• Task set
1. Using the rendering-equation passage, decide whether each statement agrees with it, and give yes or no plus the passage's deciding words, quoted exactly: (a) adding participating media back into the scenes is difficult; (b) the resulting radiance function is convolved with a pixel reconstruction filter function to get the final intensity of a pixel; (c) Monte Carlo methods are preferred over other numerical integration methods.
2. Reproduce the rendering-equation passage word for word, starting with "The rendering equation can" and going on through "G (\cdot, \cdot)".
3. Write the next part of the rendering-equation passage, picking up right after its final line.

• Extracted text

Since the main difficulties in PBDR arise from geometric surfaces rather than the participating media, we will focus exclusively on scenes comprised entirely of surfaces. Adding participating media back is straightforward [12,13], as the corresponding rendering part is continuous. Ignoring the participating media term in Equation (1) gives the rendering equation:

L_{o} (p, ω) = \int_{S^{2}} f (p, ω^{'}, ω) L_{i} (p, ω^{'}) d ω^{'} + L_{e}^{s} (p, ω)

(7)

which describes the local behavior of light, such as the reflection or transmission, at a point on the geometric surface. The above equation can be solved by iteratively replacing

L_{i} (p, ω^{'})

in the right-hand side with the function in the left-hand side. The final solution can be expressed as a Neumann series:

L_{i} = \sum_{N = 1}^{\infty} P_{N}

where

P_{N}

stand for the radiance contribution from paths of length N:

P_{N} (p, ω_{0}) = \int_{S^{2} \times \dots \times S^{2}} F (p, ω_{0}, . . ., ω_{N - 1}) d ω_{N - 1} \dots d ω_{1}

(8)

The resulting radiance function

L_{i}

is then convolved with a pixel reconstruction filter function to obtain the final intensity of pixel j:

I_{j} = \int \int h_{j} (x, y) L_{i} (x, y) d x d y

(9)

The rendering equation can also be expressed as a surface form or an integral on object surfaces:

L (p, p^{'}) = L_{e} (p, p^{'}) + \int_{A} f (p, p^{'}, p^{″}) L (p^{'}, p^{″}) G (p^{'}, p^{″}) d A (p^{″})

(10)

where

G (\cdot, \cdot)

is the geometric term. Expanding the formula again, we obtain the widely used path integral:

P_{N} (p, p_{0}) = \int_{A \times \dots \times A} F (p, p_{0}, . . ., p_{N - 1}) d A_{p_{N - 1}} \dots d A_{p_{1}}

(11)

Given the physics-based rendering formulas above, we still need a numerical integration method to calculate the corresponding integrals. Since these integrals tend to be very high-dimensional, Monte Carlo methods are preferred over other numerical integration methods. Specifically, Monte Carlo methods use random numbers to evaluate the integral:

I = \int_{Ω} f (x) d μ (x)

• Data provided
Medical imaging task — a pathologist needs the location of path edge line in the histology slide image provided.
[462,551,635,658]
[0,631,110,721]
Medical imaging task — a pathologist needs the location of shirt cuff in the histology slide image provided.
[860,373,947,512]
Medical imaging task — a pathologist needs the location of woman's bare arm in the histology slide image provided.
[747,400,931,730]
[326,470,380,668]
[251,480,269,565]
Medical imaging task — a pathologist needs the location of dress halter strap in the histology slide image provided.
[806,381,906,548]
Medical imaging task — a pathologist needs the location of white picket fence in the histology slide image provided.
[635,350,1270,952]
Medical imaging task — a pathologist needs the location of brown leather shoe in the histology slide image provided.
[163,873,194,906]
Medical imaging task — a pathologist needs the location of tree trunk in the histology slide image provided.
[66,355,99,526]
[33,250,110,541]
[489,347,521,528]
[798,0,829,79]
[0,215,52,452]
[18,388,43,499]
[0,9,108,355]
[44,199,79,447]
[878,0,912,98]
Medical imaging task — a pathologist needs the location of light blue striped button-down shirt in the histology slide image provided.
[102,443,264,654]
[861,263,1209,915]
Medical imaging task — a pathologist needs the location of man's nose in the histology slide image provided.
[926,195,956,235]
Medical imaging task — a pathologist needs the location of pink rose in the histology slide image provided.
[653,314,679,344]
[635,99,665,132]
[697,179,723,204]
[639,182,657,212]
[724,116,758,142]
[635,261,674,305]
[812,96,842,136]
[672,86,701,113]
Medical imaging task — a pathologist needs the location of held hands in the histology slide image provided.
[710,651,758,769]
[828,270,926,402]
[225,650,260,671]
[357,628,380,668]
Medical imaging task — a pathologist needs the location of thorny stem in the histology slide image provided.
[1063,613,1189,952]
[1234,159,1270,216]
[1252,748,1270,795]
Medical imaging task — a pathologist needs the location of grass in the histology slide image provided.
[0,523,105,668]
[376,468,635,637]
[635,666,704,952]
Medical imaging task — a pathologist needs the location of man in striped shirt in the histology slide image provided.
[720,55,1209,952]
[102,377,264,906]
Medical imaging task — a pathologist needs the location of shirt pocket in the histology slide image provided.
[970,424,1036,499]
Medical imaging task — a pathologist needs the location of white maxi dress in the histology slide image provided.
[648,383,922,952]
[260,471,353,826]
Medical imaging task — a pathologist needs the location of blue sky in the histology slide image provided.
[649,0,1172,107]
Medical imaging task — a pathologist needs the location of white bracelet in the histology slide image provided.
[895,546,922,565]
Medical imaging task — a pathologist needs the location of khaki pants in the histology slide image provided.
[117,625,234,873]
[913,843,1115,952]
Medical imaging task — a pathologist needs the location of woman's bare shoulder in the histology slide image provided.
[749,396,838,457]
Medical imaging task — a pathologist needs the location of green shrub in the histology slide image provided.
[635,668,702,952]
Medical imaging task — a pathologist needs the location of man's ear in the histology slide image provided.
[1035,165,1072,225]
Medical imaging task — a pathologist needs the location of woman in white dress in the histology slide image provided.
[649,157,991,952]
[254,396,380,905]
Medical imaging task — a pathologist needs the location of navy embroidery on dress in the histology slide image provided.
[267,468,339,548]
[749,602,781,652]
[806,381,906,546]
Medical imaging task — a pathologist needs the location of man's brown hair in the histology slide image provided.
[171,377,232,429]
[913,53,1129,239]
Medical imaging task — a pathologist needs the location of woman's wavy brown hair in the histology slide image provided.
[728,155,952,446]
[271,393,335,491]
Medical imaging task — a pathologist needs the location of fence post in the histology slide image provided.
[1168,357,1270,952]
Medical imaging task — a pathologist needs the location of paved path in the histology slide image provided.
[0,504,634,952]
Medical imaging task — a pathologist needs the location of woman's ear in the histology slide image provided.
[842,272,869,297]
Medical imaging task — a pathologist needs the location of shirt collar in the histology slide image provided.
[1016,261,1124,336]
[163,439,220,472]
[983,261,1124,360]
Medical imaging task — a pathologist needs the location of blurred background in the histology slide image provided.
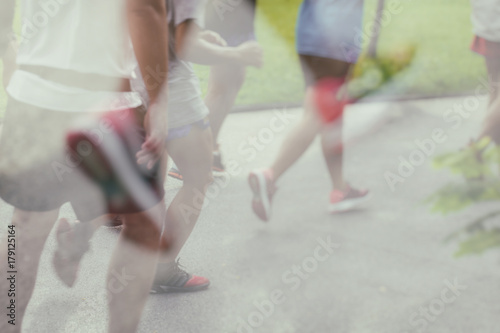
[0,0,486,117]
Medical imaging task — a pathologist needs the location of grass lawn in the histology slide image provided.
[0,0,485,116]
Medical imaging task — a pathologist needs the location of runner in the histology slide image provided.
[169,0,262,180]
[471,0,500,144]
[0,0,168,332]
[51,0,262,293]
[249,0,368,221]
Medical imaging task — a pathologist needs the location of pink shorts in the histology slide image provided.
[470,36,500,58]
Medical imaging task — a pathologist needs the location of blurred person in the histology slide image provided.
[249,0,368,221]
[0,0,168,332]
[169,0,262,180]
[53,0,261,293]
[471,0,500,144]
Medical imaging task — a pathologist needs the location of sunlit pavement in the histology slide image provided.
[0,97,500,333]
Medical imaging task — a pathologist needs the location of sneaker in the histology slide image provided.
[151,260,210,294]
[168,165,183,181]
[328,186,370,213]
[212,151,226,173]
[248,169,276,221]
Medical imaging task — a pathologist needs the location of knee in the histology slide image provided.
[122,214,161,250]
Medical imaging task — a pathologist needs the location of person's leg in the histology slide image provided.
[321,118,347,191]
[485,57,500,106]
[271,55,350,182]
[0,209,59,333]
[151,123,212,293]
[106,202,164,333]
[161,125,212,262]
[248,55,367,221]
[205,65,246,151]
[479,57,500,144]
[271,92,321,181]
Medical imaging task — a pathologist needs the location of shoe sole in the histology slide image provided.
[328,194,370,214]
[149,283,210,294]
[248,173,271,222]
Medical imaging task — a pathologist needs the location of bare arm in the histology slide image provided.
[127,0,168,168]
[175,20,262,67]
[127,0,168,103]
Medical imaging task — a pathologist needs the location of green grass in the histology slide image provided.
[0,0,485,115]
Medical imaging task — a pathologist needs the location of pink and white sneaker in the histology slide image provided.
[328,185,370,214]
[248,169,276,222]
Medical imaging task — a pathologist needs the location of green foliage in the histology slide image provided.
[0,0,486,118]
[455,229,500,257]
[426,138,500,257]
[347,46,416,99]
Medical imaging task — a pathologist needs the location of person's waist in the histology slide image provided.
[19,64,132,92]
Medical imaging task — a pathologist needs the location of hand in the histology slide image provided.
[236,41,264,68]
[136,103,168,169]
[200,30,227,47]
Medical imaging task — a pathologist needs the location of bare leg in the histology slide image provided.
[321,119,347,191]
[106,203,164,333]
[160,126,212,262]
[271,88,321,181]
[480,58,500,144]
[205,65,245,150]
[0,209,59,333]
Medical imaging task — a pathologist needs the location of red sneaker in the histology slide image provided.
[248,169,276,222]
[151,260,210,294]
[328,186,370,213]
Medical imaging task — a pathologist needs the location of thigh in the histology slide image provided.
[167,124,213,186]
[299,54,352,87]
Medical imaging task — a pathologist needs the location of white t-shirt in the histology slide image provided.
[7,0,141,112]
[132,0,209,129]
[471,0,500,42]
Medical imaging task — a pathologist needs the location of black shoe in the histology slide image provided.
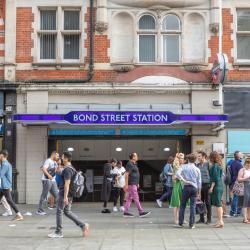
[123,213,134,218]
[102,208,111,214]
[206,220,211,225]
[139,211,151,218]
[196,219,205,224]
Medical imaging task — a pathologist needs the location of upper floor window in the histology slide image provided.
[38,8,81,62]
[139,15,156,62]
[138,14,181,63]
[237,10,250,62]
[162,15,181,63]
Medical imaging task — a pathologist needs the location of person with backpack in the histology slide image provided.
[196,151,212,224]
[36,151,59,215]
[48,152,90,238]
[230,151,244,216]
[156,156,174,207]
[101,159,117,214]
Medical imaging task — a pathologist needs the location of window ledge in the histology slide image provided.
[32,62,85,69]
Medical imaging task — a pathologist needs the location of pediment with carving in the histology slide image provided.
[109,0,207,8]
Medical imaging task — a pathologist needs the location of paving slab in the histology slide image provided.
[0,203,250,250]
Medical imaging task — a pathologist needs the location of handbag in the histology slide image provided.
[232,180,244,196]
[195,201,207,214]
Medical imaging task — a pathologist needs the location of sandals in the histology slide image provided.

• Responses to the exercise
1.
(a) No: "Adding participating media back is straightforward [12,13], as the corresponding rendering part is continuous."
(b) Yes: "is then convolved with a pixel reconstruction filter function to obtain the final intensity of pixel j"
(c) Yes: "Monte Carlo methods are preferred over other numerical integration methods."

2.
The rendering equation can also be expressed as a surface form or an integral on object surfaces:

L (p, p^{'}) = L_{e} (p, p^{'}) + \int_{A} f (p, p^{'}, p^{″}) L (p^{'}, p^{″}) G (p^{'}, p^{″}) d A (p^{″})

(10)

where

G (\cdot, \cdot)

3.
(12)

Employing the Monte Carlo estimator, we have:

\hat{I} = \frac{1}{N} \sum_{i = 1}^{N} \frac{f (X_{i})}{p (X_{i})}

(13)

Note that the points

X_{1}, . . ., X_{N}

need to be sampled according to the probability density function

p (x)

. In practice, to make the Monte Carlo estimator converge as quickly as possible, we need to match the shape of

p (x)

with that of

f (x)

as closely as possible.

With these tools at hand, the next task is to calculate the corresponding differentials. However, automatic differentiation techniques cannot be applied directly due to the discontinuities in the integrand of Equations (8), (9) and (11). Based on how the discontinuities in these high-dimensional integrals are handled, existing PBDR methods can be classified into two categories: boundary sampling methods and reparameterization methods, which will be reviewed in the following subsections.

When comparing the performance of two PBDR methods, the commonly used metrics are the variance of the Monte Carlo estimators and the rendering time in seconds; notably, there are generally no common datasets used in the field of PBDR, as the scenes for comparison are typically built by the authors themselves.

3.2. Boundary Sampling Methods

Li et al. [9] presented the first physics-based differentiable rendering technique for scenes composed of triangle meshes using an edge sampling method. They realized that the automatic differentiation technique cannot be used directly to compute the gradient of pixel intensity resulting from global illumination techniques such as path tracing due to the discontinuity of the integrand. The Heaviside step function is utilized to partition the discontinuous integrand into many small parts, ensuring that the corresponding function is continuous within each small domain. Then, the pixel intensity I can be written as:

I = \int \int \sum_{i} θ (α_{i} (x, y)) f_{i} (x, y) d x d y

(14)

where

f_{i} (x, y)

is the scene function,

θ (\cdot)

is the Heaviside step function,

α_{i} (x, y)

is the edge equation corresponding to the discontinuity’s location in the scene function, and the summation is over the subdivided small domains.

Recall that the derivative of the Heaviside step function is the Dirac delta function, so the derivative of pixel intensity I with respect to scene parameter

π

can be written as:

\frac{\partial I}{\partial π} = \int \int \sum_{i} θ_{i} (x, y) \frac{\partial}{\partial π} f_{i} (x, y) + δ (α_{i} (x, y)) \nabla α_{i} (x, y) f_{i} (x, y) d x d y

(15)

where

δ (\cdot)

is the Dirac delta function.

A 2D integral containing the Dirac delta function in the integrand is actually a 1D integral over the domains where the Dirac delta function has non-zero values, so the first physically correct formula for the derivative of the pixel intensity is obtained as follows:

\frac{\partial I}{\partial π} = \int \int \frac{\partial}{\partial π} f (x, y) d x d y + \sum_{i} \int \frac{\nabla α_{i} (x, y)}{∥ \nabla_{x, y} α_{i} (x, y) ∥} f_{i} (x, y) d t

(16)

where the second integral is over the triangle edges corresponding to the discontinuity’s location in the scene function.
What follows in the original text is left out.